** START OF Dataset rows **

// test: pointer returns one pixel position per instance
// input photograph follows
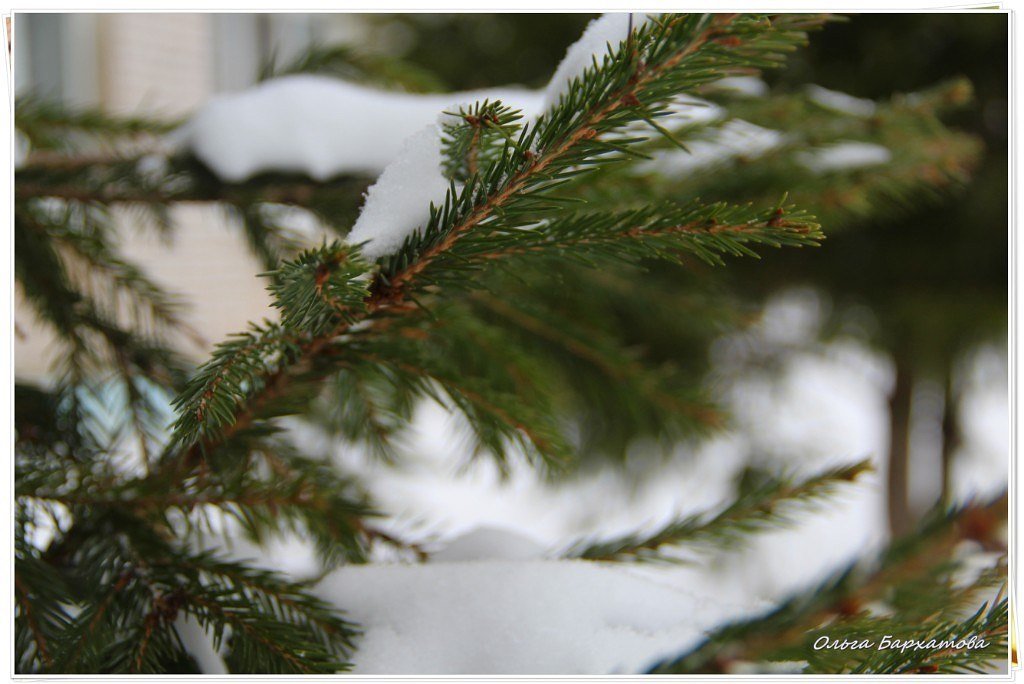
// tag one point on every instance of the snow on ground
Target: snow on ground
(750, 86)
(320, 126)
(488, 615)
(844, 156)
(841, 101)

** END OF Dataset rows **

_What to work on_. Can you write out all of these lines again, requests included, adding 88 to every coordinate number in the answers and leaving the picture out?

_Full output_.
// test: pointer returns one pixel position per instance
// input photograph follows
// tag one point on every instance of the snow on ground
Target: snow on ground
(838, 174)
(408, 214)
(576, 703)
(932, 244)
(929, 189)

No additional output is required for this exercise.